_Challenges_.
A. Print the part of the takeover defenses text between "Fair price provisions were" and "that brought control.", inclusive.
B. According to the takeover defenses text, which takeover device were fair price provisions originally designed to defend against?

_Text provided_.
______

Poison pills are corporate-sponsored financial devices that, when triggered by potential acquirers, do one or more of the following: 1) dilute the acquirer’s equity holdings in the target company; 2) dilute the acquirer’s voting interests in the target company; or 3) dilute the acquirer’s equity holdings in the post-merger company. Poison pills generally allow shareholders to purchase shares from, or sell shares back to, the target company (flip-in pill) and/or the potential acquirer (flip-out pill) at a price far out of line with fair market value. Depending on the type of pill, the triggering event can either transfer wealth from the target company or dilute the equity holdings of current shareholders. Poison pills insulate management from the threat of a change in control and provide the target board with veto power over takeover bids. Because poison pills greatly alter the balance of power between shareholders and management, shareholders should be allowed to make their own evaluation of such plans. (Consistent with Policy 10c-2)

 

  Review on a case-by-case basis management proposals to ratify a poison pill. Look for shareholder friendly features including a two to three year sunset provision, a permitted bid provision, a 20 percent or higher flip-in provision, shareholder redemption feature, and the absence of dead hand features.

5d. Fair Price Provisions

Fair price provisions were originally designed to specifically defend against the most coercive of takeover devises, the two-tiered, front-end loaded tender offer. In such a hostile takeover, the bidder offers cash for enough shares to gain control of the target. At the same time the acquirer states that once control has been obtained, the target’s remaining shares will be purchased with cash, cash and securities or only securities. Since the payment offered for the remaining stock is, by design less valuable than the original offer for the controlling shares, shareholders are forced to sell out early to maximize their value. Standard fair price provisions require that, absent board or shareholder approval of the acquisition, the bidder must pay the remaining shareholders the same price for their shares that brought control.

______

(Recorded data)
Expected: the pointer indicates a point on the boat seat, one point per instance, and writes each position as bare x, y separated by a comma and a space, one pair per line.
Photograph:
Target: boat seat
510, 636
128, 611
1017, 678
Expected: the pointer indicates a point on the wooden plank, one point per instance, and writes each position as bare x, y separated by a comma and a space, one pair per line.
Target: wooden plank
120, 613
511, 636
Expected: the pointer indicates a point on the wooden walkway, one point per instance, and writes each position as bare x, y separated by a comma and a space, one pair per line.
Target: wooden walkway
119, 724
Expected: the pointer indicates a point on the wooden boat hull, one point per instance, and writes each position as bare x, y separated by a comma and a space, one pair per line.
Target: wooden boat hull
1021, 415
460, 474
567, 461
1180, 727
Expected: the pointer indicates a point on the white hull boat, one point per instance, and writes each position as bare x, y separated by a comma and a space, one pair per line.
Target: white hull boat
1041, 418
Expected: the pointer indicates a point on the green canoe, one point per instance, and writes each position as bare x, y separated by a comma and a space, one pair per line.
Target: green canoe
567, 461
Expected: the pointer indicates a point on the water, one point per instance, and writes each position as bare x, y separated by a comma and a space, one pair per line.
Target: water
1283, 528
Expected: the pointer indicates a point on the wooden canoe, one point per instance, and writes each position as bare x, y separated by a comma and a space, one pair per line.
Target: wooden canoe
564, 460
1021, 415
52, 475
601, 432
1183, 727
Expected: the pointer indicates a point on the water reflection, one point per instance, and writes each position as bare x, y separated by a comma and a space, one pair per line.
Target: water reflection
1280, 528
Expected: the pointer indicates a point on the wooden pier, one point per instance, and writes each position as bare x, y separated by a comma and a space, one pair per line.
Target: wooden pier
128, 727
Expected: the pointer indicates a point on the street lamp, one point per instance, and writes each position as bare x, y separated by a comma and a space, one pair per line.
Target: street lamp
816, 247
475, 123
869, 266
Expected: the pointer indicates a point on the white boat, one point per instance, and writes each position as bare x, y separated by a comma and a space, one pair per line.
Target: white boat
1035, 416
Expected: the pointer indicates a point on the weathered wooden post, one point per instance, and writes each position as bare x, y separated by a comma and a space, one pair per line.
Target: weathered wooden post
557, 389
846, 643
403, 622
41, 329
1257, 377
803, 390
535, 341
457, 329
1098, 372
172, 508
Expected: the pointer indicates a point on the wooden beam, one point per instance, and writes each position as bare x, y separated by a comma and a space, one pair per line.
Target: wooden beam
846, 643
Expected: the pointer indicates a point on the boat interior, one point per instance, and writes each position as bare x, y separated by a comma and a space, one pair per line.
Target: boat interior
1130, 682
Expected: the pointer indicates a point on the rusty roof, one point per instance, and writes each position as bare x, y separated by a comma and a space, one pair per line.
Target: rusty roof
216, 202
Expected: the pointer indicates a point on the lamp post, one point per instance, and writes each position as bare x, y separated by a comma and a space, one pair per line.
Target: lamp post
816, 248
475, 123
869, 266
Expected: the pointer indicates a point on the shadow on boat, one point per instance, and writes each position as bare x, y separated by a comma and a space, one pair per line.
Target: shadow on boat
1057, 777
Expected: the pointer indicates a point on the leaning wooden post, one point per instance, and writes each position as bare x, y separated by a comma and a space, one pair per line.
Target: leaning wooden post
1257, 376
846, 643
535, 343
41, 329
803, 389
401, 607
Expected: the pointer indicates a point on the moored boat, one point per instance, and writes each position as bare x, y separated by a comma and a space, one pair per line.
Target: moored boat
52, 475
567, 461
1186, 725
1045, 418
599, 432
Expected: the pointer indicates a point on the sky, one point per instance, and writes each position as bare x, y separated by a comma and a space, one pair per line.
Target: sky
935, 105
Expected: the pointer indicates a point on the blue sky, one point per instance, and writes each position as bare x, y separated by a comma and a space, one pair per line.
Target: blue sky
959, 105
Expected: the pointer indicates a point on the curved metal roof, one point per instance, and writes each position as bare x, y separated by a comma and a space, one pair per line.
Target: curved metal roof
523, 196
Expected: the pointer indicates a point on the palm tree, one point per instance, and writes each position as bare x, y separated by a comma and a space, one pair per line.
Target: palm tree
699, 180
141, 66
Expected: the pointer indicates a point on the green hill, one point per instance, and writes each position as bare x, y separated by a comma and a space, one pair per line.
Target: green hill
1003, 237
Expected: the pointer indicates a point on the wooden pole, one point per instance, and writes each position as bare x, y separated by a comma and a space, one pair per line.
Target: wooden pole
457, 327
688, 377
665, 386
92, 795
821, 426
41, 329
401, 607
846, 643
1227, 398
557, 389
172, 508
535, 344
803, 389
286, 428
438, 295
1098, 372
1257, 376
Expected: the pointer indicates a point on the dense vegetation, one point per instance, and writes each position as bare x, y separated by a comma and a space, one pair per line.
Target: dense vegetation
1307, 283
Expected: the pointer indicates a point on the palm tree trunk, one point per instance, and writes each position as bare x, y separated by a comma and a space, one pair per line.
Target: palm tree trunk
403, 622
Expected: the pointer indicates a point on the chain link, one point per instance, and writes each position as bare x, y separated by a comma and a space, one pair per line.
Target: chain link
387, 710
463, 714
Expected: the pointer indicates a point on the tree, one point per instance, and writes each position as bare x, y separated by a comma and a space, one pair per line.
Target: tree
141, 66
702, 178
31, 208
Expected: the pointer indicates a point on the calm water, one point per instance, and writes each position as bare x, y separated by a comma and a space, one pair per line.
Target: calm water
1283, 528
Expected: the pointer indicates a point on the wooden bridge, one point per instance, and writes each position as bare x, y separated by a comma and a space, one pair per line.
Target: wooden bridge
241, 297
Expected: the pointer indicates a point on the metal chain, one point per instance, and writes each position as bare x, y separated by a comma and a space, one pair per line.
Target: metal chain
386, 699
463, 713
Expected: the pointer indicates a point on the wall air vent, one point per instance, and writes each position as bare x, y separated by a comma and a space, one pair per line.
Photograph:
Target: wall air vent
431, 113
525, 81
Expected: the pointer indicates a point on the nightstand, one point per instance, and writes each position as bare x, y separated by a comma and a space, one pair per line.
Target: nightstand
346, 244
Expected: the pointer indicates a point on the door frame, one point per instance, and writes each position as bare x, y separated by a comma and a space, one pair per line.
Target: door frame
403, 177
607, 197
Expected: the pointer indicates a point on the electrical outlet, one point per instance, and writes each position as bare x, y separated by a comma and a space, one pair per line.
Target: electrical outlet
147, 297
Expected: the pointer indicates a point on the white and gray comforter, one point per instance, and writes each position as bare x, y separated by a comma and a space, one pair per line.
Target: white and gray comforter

______

_Task-by-task outputs_.
A.
Fair price provisions were originally designed to specifically defend against the most coercive of takeover devises, the two-tiered, front-end loaded tender offer. In such a hostile takeover, the bidder offers cash for enough shares to gain control of the target. At the same time the acquirer states that once control has been obtained, the target’s remaining shares will be purchased with cash, cash and securities or only securities. Since the payment offered for the remaining stock is, by design less valuable than the original offer for the controlling shares, shareholders are forced to sell out early to maximize their value. Standard fair price provisions require that, absent board or shareholder approval of the acquisition, the bidder must pay the remaining shareholders the same price for their shares that brought control.

B. The two-tiered, front-end loaded tender offer.